* [WHAT IS REQUIRED] Transcribe the lines of the records starting with the one that has "the yellow wooden" in it and ending with the last, and transcribe nothing else.

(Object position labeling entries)

# # # # # # #

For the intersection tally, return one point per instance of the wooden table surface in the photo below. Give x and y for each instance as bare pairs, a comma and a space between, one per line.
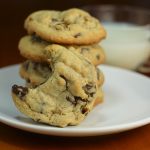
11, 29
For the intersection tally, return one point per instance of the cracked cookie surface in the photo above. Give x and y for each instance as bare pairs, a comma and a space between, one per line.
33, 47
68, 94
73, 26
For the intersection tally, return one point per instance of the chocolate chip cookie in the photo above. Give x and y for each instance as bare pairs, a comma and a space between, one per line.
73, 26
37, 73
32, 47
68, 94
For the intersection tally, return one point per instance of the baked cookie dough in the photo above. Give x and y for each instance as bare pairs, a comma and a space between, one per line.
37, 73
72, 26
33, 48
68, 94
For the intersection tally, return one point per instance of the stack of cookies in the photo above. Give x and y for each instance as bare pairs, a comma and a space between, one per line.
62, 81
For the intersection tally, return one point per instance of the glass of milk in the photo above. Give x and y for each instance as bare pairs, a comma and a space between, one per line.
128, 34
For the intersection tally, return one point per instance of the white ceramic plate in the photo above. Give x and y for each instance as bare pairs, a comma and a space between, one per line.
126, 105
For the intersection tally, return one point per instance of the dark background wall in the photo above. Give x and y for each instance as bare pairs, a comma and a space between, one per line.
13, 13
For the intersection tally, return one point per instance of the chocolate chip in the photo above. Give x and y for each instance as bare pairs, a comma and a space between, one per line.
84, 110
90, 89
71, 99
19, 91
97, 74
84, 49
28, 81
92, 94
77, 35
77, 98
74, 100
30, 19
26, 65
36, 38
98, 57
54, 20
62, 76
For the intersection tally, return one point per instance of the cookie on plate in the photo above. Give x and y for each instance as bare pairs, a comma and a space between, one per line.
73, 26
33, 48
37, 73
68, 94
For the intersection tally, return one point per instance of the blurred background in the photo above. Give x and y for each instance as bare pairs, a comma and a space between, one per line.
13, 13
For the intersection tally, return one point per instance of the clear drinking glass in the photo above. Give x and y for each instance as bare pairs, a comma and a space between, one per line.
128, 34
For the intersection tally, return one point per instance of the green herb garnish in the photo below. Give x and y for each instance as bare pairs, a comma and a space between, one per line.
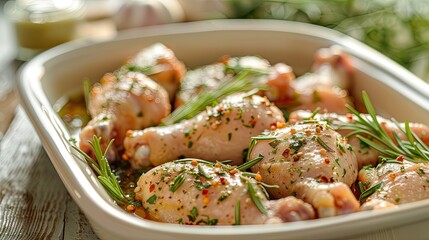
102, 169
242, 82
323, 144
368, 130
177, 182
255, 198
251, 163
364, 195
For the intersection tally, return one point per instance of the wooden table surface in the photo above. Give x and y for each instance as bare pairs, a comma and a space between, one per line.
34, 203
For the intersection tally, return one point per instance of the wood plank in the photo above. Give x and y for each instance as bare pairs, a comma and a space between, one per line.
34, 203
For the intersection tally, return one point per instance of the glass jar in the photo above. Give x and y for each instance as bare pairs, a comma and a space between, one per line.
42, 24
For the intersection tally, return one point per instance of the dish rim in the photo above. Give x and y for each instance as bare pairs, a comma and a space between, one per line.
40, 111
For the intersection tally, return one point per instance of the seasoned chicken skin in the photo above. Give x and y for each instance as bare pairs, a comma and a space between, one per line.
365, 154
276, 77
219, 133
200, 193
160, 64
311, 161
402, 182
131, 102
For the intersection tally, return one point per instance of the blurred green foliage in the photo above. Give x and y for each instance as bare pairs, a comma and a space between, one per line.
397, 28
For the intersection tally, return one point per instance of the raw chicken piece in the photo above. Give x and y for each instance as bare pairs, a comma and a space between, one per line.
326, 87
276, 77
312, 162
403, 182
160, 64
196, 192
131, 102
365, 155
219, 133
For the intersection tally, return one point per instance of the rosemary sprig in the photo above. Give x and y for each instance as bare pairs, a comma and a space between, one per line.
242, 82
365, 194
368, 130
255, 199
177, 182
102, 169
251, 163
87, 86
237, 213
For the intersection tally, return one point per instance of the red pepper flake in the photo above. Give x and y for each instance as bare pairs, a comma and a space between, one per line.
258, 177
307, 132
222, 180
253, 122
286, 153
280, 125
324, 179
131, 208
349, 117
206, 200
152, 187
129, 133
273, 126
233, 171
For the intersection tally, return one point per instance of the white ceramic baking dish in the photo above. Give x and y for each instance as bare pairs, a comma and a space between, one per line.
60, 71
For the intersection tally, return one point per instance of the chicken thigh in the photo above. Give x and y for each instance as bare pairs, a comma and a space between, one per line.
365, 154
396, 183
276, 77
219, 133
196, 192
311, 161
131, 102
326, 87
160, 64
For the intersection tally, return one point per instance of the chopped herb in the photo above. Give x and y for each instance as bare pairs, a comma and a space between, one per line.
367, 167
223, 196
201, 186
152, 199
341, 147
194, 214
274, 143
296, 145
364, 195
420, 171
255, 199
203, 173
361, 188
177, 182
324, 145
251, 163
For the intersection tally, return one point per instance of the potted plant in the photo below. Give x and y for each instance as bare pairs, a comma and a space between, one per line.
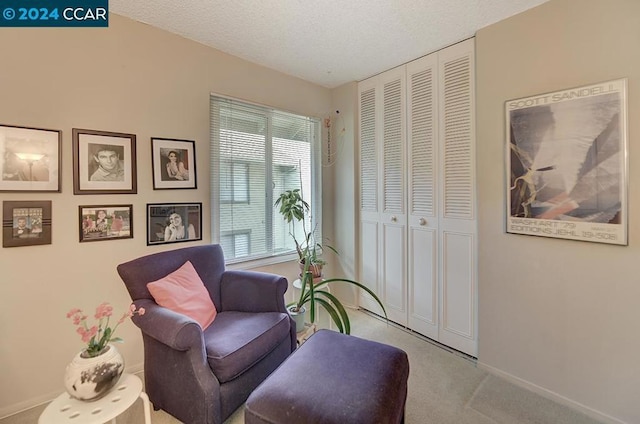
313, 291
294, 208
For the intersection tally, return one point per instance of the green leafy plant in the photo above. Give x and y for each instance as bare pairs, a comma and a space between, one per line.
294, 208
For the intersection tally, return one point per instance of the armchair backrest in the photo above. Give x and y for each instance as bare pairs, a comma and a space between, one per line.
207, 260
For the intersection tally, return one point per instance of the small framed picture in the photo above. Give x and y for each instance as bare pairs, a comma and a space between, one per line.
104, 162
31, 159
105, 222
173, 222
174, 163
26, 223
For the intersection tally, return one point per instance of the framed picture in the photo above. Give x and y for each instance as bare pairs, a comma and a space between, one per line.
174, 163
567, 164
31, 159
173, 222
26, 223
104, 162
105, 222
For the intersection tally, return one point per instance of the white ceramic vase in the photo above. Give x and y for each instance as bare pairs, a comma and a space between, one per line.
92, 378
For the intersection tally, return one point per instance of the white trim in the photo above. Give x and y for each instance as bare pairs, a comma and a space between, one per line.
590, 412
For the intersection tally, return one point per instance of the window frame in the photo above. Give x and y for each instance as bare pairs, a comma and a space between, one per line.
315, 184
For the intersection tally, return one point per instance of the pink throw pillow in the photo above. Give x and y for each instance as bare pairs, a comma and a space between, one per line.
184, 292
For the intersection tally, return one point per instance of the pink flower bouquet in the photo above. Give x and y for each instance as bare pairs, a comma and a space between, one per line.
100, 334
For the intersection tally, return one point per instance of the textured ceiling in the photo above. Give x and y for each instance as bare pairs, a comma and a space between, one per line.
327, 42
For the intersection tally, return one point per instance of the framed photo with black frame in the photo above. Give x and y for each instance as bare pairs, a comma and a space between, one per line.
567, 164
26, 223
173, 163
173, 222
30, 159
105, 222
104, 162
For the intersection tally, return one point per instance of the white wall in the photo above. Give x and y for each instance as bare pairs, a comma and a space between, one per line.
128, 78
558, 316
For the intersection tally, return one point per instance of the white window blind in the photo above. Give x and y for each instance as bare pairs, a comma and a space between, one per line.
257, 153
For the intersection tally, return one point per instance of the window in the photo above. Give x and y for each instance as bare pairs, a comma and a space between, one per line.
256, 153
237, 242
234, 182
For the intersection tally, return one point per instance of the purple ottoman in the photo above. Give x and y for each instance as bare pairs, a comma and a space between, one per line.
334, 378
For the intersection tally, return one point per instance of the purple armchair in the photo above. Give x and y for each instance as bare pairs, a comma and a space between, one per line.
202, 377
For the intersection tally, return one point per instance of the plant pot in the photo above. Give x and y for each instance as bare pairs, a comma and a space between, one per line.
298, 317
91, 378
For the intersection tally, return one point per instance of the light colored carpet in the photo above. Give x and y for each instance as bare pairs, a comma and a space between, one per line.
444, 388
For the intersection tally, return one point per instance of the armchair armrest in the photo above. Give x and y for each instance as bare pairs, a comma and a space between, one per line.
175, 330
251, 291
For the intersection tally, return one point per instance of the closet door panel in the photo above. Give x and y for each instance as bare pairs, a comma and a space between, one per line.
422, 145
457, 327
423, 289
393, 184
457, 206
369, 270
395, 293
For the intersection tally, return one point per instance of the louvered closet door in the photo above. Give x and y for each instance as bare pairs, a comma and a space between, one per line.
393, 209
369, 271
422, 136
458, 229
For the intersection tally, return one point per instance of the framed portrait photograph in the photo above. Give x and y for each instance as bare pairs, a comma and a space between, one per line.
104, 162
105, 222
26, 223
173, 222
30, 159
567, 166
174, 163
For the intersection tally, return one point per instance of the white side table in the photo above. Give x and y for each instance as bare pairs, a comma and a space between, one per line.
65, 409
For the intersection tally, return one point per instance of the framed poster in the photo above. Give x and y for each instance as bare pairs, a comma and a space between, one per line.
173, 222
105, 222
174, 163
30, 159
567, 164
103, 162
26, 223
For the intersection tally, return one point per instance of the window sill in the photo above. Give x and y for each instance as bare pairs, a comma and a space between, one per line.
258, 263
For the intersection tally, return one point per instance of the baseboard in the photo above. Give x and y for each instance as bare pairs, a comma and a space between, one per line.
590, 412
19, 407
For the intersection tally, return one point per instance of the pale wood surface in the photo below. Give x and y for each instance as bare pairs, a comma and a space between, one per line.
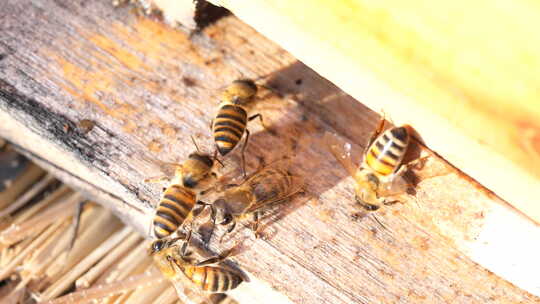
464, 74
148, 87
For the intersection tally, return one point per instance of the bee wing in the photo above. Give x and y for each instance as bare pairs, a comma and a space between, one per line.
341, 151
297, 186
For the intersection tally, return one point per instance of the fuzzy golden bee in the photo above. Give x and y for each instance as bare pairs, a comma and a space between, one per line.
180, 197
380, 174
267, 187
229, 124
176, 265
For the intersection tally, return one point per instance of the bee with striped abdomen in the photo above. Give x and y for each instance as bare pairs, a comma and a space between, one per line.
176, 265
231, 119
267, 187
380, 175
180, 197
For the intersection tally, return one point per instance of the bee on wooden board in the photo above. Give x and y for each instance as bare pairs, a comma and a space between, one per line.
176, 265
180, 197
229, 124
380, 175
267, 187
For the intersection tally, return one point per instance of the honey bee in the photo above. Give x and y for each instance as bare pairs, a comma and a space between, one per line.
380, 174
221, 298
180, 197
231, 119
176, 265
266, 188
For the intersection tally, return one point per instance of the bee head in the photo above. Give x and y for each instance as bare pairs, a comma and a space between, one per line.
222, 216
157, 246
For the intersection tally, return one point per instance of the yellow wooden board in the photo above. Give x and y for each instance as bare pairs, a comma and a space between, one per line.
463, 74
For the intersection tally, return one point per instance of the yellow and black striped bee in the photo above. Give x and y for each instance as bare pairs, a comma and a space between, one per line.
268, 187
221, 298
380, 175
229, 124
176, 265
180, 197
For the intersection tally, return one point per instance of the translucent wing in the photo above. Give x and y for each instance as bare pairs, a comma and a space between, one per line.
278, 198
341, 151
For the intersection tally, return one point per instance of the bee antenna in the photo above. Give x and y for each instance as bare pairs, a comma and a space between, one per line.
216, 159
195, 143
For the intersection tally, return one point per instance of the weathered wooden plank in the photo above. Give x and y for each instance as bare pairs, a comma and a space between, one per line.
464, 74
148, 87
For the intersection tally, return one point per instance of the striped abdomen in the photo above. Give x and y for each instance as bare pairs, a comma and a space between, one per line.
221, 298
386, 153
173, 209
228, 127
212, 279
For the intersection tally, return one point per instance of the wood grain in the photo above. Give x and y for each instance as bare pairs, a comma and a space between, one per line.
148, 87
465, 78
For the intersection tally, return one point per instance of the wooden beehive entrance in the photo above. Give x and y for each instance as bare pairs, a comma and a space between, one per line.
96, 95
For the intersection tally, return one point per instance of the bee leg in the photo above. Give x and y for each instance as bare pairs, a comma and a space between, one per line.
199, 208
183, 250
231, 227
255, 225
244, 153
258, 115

# # # # # # #

* [PROBLEM SOLUTION]
For the intersection tally, return one point per instance of the yellow wooden board in the photo above. Give x and y for each instance as bare pairs, a comma and a space between, one per line.
463, 74
For the intersection tally, return one point per instance of the yellow and black striped bee in the photo above. Give x and y for each instance as bare pairs, a comma and a space between, one per line.
268, 187
221, 298
380, 175
229, 124
176, 265
180, 197
For the intersection tally, return one point per instance of the translucent wing in the photo above. Give x and y for each instance as bare pairs, a comma and a space between, one per line.
278, 198
341, 151
For the intersection tally, return one point per instance of the bee antenna in the photo above. Give x and y for each instance as bare pairs, a comma and a space between, one per line.
216, 159
195, 143
For the intersection tally, return one point per instance of the weathered wooden plank in the photo above. Give x and y for each instance as bare pairs, a comma and a space between, one per line.
464, 74
148, 87
For the intersection tally, return one point per instance of the striped abdomen in the photo above. Give x and y for each instance as bare pairs, a comma and a space between, one per line.
221, 298
386, 153
173, 209
228, 127
212, 279
For the intersection tally, return one point per instance of the wood grain in the photo above. Give x and y for each instance as bare pairs, a comma and a space between, one per line.
148, 87
465, 78
For the intersection tally, return one point per instance of the wooden beehive entrance in the photo above. Give x and y for each instance as bare pairs, a comma and a space between, one per line.
96, 95
For the intersection tally, return one point per instance of the bee leg in the photo above. Give x and y for each instance as bare pairs, a comma and a space between, one per line.
199, 208
183, 250
231, 227
255, 225
244, 153
258, 115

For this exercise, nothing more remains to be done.